Quote the film review word for word, everything from "Last Updated on" down to "his longstanding enemy.".

DOCUMENT TEXT:
* * * * * * * * *

Last Updated on October 6, 2020 by rob
When Zin, the girlfriend of gangster boss No 8 becomes pregnant by his rival, a yakuza named Masashi, No 8 warns Zin she must never see Masashi again. But many years later Zin is diagnosed with cancer so her autistic daughter Zen sets out to collect the debts from the local gangsters that could fund her medical treatment. The local bosses don’t want to pay but when Zen cuts a swathe through a veritable battalion of thugs word of her martial arts skills draws the malevolent attention of No 8 so Zin sends an urgent plea for help that brings Masashi back for a bloody showdown with his longstanding enemy.
Despite the brutality this is a really rather charming martial arts action adventure with a fantastically lissom martial arts prodigy in JeeJa Yanin as the heroine whose autism paradoxically renders her both immune to the corruption and nastiness around her yet also a formidable fighting weapon who can’t be stopped. The story is simple enough but the advantage of such simplicity is that writer/director Pinkaew gets a lot of really heartfelt emotion out of the setup. We see Zen’s autistic behaviour manifest itself in ways that will pay off later in the story, as well as her friendship with a chubby kid named Moom who looks after her and mother Zin’s (Ammara Siripong) enduring love even after the latter develops cancer. That emotional investment in the characters pays off to the point that Pinkaew’s somewhat clunky scene setting is much less of an issue than it might otherwise have been and once the action starts we’re fully in Zen’s corner cheering her on.
The film is full of interesting touches such as No 8’s protective posse of transvestite hitwomen or Zen’s fight with a young boy named Thomas whose own autism levels the playing field between them. There’s even something of a fairy tale quality in this saga of a little girl who defeats the wicked tyrants, who does it all for love of her mother and whose autism seems more like a kind of magic that invests her with the special powers she needs to win. I particularly liked an animated dream sequence in which Zen sees the battle between herself and the local gangsters as if it were a video game. Not because it is, but because that’s how Zen’s autism interprets a complex situation. As for the star of all this, what can I say? Young JeeJa has charisma to burn here. Her martial arts expertise is fascinating and often astonishing. But even when not kicking ass she puts across a fragile, childlike vulnerability that has you feeling quite protective toward her.

* * * * * * * * *

Image-grounded pointing data:
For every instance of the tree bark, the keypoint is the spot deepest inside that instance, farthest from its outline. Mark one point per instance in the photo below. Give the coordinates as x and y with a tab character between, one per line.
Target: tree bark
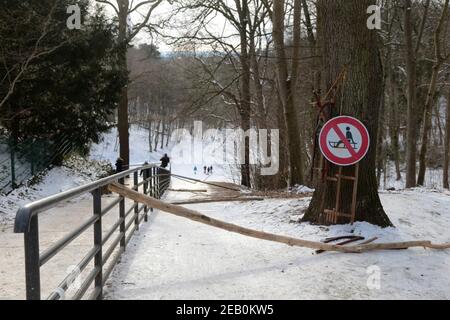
122	113
347	43
287	85
245	104
439	60
411	123
447	144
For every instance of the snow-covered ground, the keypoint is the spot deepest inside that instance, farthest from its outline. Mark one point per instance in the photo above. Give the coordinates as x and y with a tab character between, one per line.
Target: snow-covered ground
108	148
74	172
173	258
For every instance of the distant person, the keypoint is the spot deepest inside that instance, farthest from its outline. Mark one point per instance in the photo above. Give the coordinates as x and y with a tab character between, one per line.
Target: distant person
165	161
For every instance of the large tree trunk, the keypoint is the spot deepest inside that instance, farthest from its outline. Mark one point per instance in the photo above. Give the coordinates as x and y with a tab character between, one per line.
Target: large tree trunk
245	105
411	123
447	144
393	125
431	93
347	43
287	85
122	113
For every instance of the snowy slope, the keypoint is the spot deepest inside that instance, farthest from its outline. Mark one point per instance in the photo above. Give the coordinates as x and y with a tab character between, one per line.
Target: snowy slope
74	172
108	148
173	258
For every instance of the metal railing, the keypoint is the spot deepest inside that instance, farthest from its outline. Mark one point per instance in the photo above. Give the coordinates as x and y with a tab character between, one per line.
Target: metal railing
154	183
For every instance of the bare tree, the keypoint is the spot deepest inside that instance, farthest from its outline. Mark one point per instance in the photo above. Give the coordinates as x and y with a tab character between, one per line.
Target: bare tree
123	9
14	74
287	84
439	59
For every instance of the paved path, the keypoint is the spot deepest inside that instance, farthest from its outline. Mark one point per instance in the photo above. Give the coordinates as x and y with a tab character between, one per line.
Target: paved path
53	225
174	258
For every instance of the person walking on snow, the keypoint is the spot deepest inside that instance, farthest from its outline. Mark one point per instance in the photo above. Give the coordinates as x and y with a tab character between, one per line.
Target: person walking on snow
164	161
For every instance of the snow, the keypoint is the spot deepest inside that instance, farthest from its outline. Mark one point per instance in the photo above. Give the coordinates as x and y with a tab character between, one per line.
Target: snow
108	148
74	172
174	258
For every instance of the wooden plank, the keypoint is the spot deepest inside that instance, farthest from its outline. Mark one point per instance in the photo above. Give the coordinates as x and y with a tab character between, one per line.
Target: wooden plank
187	190
198	217
212	200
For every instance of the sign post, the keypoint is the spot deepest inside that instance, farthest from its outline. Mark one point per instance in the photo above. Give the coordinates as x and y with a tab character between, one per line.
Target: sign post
344	141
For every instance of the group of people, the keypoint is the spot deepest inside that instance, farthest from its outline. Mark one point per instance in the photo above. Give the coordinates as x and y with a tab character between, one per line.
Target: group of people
206	170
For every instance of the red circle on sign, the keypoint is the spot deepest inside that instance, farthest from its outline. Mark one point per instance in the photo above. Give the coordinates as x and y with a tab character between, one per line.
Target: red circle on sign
355	155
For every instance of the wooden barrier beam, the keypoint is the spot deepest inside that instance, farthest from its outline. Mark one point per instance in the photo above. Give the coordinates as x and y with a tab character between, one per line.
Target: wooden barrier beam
198	217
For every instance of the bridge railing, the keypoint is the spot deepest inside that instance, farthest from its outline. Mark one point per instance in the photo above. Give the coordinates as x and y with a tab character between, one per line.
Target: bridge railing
154	183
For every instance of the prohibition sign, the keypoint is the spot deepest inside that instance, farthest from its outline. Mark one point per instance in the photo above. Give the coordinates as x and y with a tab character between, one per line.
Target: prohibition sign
344	141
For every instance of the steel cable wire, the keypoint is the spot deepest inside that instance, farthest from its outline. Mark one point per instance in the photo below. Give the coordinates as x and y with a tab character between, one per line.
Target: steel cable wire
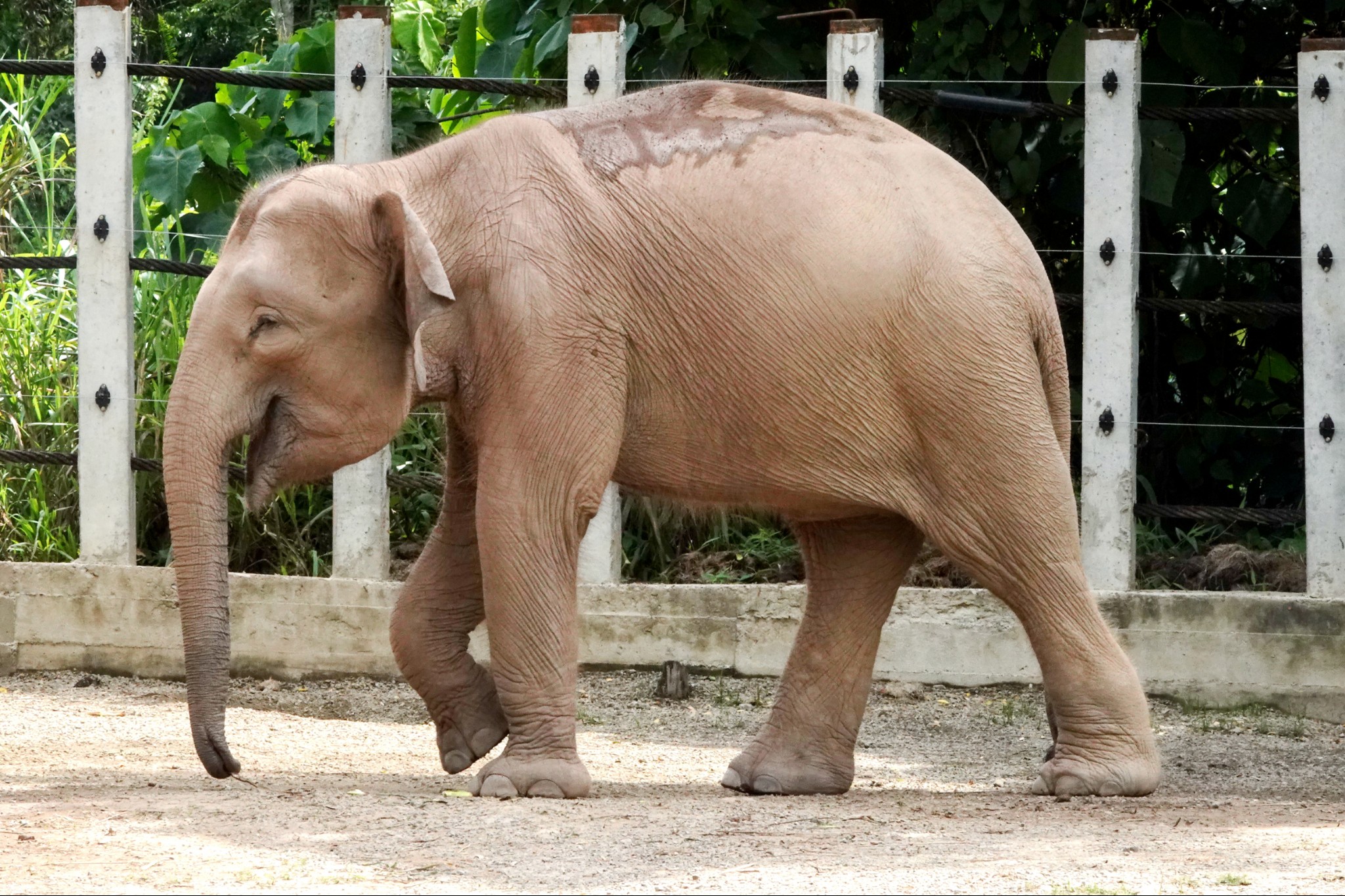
433	482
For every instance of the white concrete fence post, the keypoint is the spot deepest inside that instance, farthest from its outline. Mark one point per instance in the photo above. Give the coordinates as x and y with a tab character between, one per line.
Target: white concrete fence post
1111	327
596	72
105	314
363	133
1321	133
854	64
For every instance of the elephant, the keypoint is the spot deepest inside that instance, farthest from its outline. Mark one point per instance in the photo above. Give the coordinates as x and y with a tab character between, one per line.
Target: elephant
713	293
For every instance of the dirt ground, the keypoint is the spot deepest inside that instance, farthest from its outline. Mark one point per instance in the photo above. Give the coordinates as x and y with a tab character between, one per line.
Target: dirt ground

* * * * * * * * *

RESPONSE TO THE EXERCISE:
Last Updated on October 6, 2020 by rob
When Zin, the girlfriend of gangster boss No 8 becomes pregnant by his rival, a yakuza named Masashi, No 8 warns Zin she must never see Masashi again. But many years later Zin is diagnosed with cancer so her autistic daughter Zen sets out to collect the debts from the local gangsters that could fund her medical treatment. The local bosses don’t want to pay but when Zen cuts a swathe through a veritable battalion of thugs word of her martial arts skills draws the malevolent attention of No 8 so Zin sends an urgent plea for help that brings Masashi back for a bloody showdown with his longstanding enemy.